## TASK DESCRIPTION
With images excluded, write out each entry below exactly as given.

## RECORDS TO USE
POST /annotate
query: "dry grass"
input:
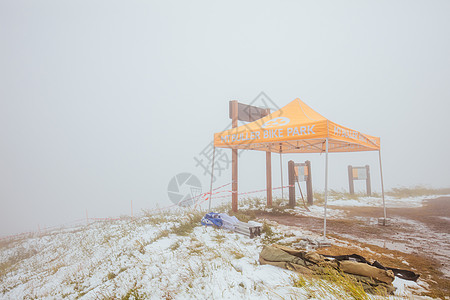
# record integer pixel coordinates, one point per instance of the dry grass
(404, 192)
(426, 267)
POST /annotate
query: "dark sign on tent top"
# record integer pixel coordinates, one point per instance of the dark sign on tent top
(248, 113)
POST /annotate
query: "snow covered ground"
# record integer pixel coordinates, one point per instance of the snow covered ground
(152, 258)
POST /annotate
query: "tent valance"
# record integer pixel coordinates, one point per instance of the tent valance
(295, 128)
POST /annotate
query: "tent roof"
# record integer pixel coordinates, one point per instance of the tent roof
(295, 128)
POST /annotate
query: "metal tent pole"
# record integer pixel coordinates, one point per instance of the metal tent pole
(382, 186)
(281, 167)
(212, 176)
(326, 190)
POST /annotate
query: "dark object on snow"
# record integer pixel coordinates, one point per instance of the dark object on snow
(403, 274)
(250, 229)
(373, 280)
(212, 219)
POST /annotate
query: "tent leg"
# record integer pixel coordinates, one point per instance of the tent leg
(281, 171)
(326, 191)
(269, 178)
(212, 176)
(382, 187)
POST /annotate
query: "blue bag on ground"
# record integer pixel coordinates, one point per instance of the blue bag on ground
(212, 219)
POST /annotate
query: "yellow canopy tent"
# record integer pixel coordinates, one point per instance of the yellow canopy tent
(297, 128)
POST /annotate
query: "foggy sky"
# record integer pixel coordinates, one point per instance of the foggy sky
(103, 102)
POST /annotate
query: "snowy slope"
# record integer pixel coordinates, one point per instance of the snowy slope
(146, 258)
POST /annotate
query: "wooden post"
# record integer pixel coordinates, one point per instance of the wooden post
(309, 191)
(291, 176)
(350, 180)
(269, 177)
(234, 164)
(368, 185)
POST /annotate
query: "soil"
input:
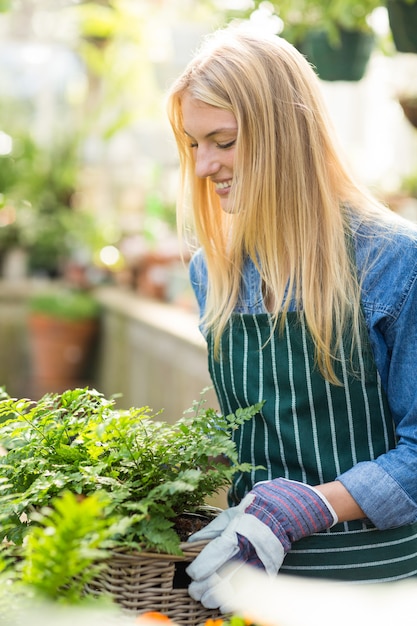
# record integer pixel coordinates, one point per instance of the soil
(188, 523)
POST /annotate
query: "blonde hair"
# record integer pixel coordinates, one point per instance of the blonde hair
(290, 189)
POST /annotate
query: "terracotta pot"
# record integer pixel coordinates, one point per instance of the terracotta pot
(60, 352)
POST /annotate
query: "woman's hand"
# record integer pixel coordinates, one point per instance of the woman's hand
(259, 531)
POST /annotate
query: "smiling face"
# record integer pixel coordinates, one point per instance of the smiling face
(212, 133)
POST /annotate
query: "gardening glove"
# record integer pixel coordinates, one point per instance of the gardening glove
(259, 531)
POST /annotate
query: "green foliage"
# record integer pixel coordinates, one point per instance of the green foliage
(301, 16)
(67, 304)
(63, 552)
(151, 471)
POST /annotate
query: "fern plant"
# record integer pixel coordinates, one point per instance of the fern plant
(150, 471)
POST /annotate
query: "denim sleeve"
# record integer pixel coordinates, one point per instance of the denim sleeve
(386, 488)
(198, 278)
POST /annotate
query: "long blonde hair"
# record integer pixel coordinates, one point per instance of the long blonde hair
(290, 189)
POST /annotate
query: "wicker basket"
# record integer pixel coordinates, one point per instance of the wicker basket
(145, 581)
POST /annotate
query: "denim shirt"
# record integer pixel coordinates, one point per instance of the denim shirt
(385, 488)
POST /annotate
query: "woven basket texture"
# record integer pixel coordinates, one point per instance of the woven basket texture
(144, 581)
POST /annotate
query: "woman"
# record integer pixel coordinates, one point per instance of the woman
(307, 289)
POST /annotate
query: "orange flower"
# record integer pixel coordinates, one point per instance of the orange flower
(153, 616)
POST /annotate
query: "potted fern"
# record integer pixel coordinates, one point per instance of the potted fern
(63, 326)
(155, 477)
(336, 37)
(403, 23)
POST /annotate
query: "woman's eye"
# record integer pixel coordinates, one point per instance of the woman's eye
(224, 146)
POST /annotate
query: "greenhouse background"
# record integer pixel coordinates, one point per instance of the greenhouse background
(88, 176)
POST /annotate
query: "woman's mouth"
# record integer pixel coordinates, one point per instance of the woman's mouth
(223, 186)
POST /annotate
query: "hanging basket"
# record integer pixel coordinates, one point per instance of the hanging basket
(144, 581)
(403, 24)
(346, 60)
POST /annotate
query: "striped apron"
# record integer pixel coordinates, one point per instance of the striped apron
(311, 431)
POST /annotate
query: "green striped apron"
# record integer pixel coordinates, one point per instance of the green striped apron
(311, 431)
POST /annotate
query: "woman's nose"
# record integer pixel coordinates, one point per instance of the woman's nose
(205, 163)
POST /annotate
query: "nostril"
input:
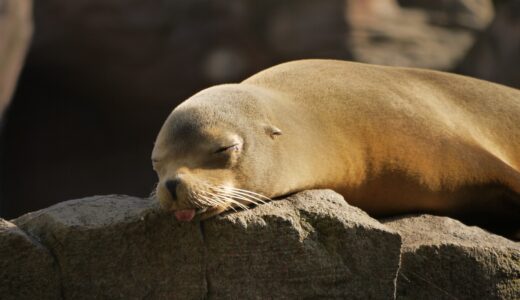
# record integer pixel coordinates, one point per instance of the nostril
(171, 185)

## WRITTEN SOLUTION
POST /annotate
query: "dry grass"
input:
# record integer pixel coordinates, one point per instance of the dry grass
(404, 192)
(426, 267)
POST /annotate
query: "dark sign on tent top"
# record integer pixel coordinates, one point per instance of the dark sign on tent top
(248, 113)
POST /annotate
query: "snow covered ground"
# record integer pixel coordinates, one point per instance of the snow covered ground
(152, 258)
POST /annotate
query: "tent valance"
# record integer pixel coordinates, one point per instance of the tent valance
(295, 128)
POST /annotate
query: "tent roof"
# record integer pixel coordinates, one point per instance of the tent roof
(295, 128)
POST /annotate
query: "metal tent pole"
# record integer pixel coordinates, one point per instance of the metal tent pole
(382, 186)
(281, 167)
(212, 176)
(326, 190)
POST /annotate
query: "dark object on snow"
# record integer pixel coordinates, one point per instance of the dark object on snow
(403, 274)
(250, 229)
(373, 280)
(212, 219)
POST /annotate
query: "tent leg"
# record integer pixel coordinates, one point per instance of the tent leg
(281, 171)
(326, 191)
(269, 178)
(212, 176)
(382, 187)
POST /annotate
query: "blue bag on ground"
# record integer pixel coordinates, one point per instance of the blue bag on ground
(212, 219)
POST /annotate
query: "yellow canopy tent"
# record integer pixel coordinates, one point per instance of the yellow canopy tent
(297, 128)
POST /annotate
query: "foggy sky"
# record integer pixel coordinates, one point per instance of the foggy sky
(103, 102)
POST /annotate
query: "snowy slope"
# record integer pixel coordinates, one point per instance of the snowy slope
(146, 258)
POST /annotate
query: "wooden post"
# record integer pixel coordinates, one point per instance of the wooden post
(309, 191)
(291, 176)
(350, 180)
(269, 177)
(234, 164)
(368, 185)
POST /annotate
query: "soil"
input:
# record integer pixel coordinates, one point per instance of the soil
(188, 523)
POST /annotate
query: "blonde hair"
# record integer pixel coordinates, one point per instance of the blonde hair
(290, 189)
POST /annotate
query: "terracotta pot"
# record integer pixel coordinates, one point per instance of the terracotta pot
(60, 352)
POST /annotate
query: "woman's hand"
# record integer pixel coordinates, one point per instance of the woman's hand
(259, 531)
POST /annotate
query: "smiling face"
# record integer pixel coordinates, one point per instance of the smiling face
(212, 133)
POST /annotate
query: "gardening glove"
# record integer pixel coordinates, one point per instance of the gardening glove
(259, 531)
POST /annotate
query: "green foliage"
# record integer pixel coordinates, one point per instance of the green foliage
(301, 16)
(67, 304)
(63, 552)
(151, 471)
POST /annotate
query: "fern plant"
# record integer pixel coordinates, one point per instance of the fern plant
(150, 471)
POST /annotate
query: "denim sleeve"
# record integer pixel coordinates, one point per instance of the denim sleeve
(386, 488)
(198, 278)
POST /annotate
query: "long blonde hair"
# record integer pixel coordinates, one point per instance of the long blonde hair
(290, 189)
POST /annotate
query: "wicker basket"
# record integer pixel coordinates, one point per instance of the wicker basket
(145, 581)
POST /annotate
query: "denim shirt"
# record integer pixel coordinates, one point per instance of the denim shirt
(385, 488)
POST /annotate
query: "woven basket texture"
# record integer pixel coordinates, one point per instance of the woven basket texture
(144, 581)
POST /annotate
query: "woman"
# record integer pixel coordinates, one point per instance of the woman
(307, 289)
POST /annotate
query: "orange flower"
# record integer pixel coordinates, one point per instance of the orange flower
(153, 616)
POST /annotate
query: "potted fern"
# record integer pixel coordinates, one point per instance of the potted fern
(63, 326)
(155, 477)
(336, 37)
(403, 23)
POST /annotate
query: "woman's eye"
# record integer pixel coordinates, one point per instance of the woman's eye
(224, 146)
POST /annotate
query: "greenhouse background"
# record integer pixel coordinates, one point per instance of the greenhouse background
(88, 176)
POST /annotate
query: "woman's mouth"
# record integer pixel coordinates, one point per instance of the woman's mouth
(223, 186)
POST /annotate
query: "hanging basket"
# record integer pixel coordinates, one point per instance of the hanging basket
(144, 581)
(403, 24)
(346, 60)
POST /annotate
query: "striped apron"
# record integer pixel coordinates, one point per instance of the striped apron
(311, 431)
POST /annotate
query: "green striped apron"
# record integer pixel coordinates, one point per instance of the green striped apron
(311, 431)
POST /annotate
query: "woman's nose"
# record integer pixel coordinates, one point per instance of the woman's nose
(205, 163)
POST /annotate
query: "nostril"
input:
# record integer pixel coordinates, one point per instance of the nostril
(171, 185)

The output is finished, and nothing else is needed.